Please copy out every one of the records below word for word, leaving out the pictures.
── RECORDS ──
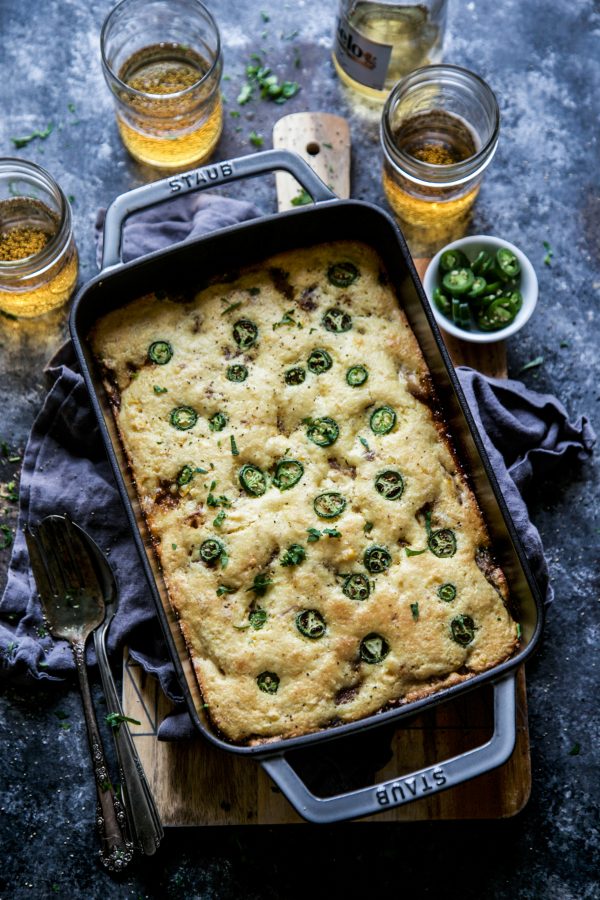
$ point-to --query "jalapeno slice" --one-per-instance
(507, 264)
(288, 472)
(257, 618)
(268, 682)
(447, 592)
(310, 623)
(211, 551)
(295, 375)
(382, 420)
(458, 281)
(319, 361)
(245, 333)
(218, 422)
(442, 543)
(356, 587)
(342, 274)
(374, 648)
(329, 505)
(377, 559)
(336, 320)
(183, 418)
(253, 480)
(160, 352)
(185, 475)
(453, 259)
(463, 630)
(237, 372)
(323, 432)
(390, 484)
(357, 375)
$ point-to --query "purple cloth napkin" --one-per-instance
(65, 470)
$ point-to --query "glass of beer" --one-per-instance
(38, 257)
(162, 61)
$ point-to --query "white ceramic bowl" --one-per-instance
(471, 246)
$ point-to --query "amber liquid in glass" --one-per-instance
(165, 128)
(26, 227)
(430, 216)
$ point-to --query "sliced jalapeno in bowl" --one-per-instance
(160, 352)
(357, 375)
(329, 505)
(310, 623)
(319, 361)
(253, 480)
───
◆ **FULL RESPONSE**:
$ point-to --query "jalapeno slice" --one-per-instance
(507, 264)
(288, 472)
(257, 618)
(268, 682)
(447, 592)
(310, 623)
(211, 551)
(295, 375)
(382, 420)
(458, 281)
(319, 361)
(245, 333)
(218, 422)
(442, 543)
(356, 587)
(342, 274)
(374, 648)
(329, 505)
(377, 559)
(336, 320)
(183, 418)
(253, 480)
(160, 352)
(185, 475)
(453, 259)
(463, 630)
(237, 372)
(323, 432)
(390, 484)
(357, 375)
$ point-to --query "purple cloth napkin" --one-per-instance
(65, 470)
$ point-to --query "glass of beer" --one-per-instance
(38, 257)
(162, 61)
$ point-to --query "white ceramic bowl" --one-per-instance
(471, 246)
$ point-to --query "amber liquid in glass" --one-per-instance
(165, 128)
(26, 227)
(430, 216)
$ point-to --query "sliced jalapeno in bowl" --one-per-instance
(160, 352)
(357, 375)
(329, 505)
(310, 623)
(319, 361)
(253, 480)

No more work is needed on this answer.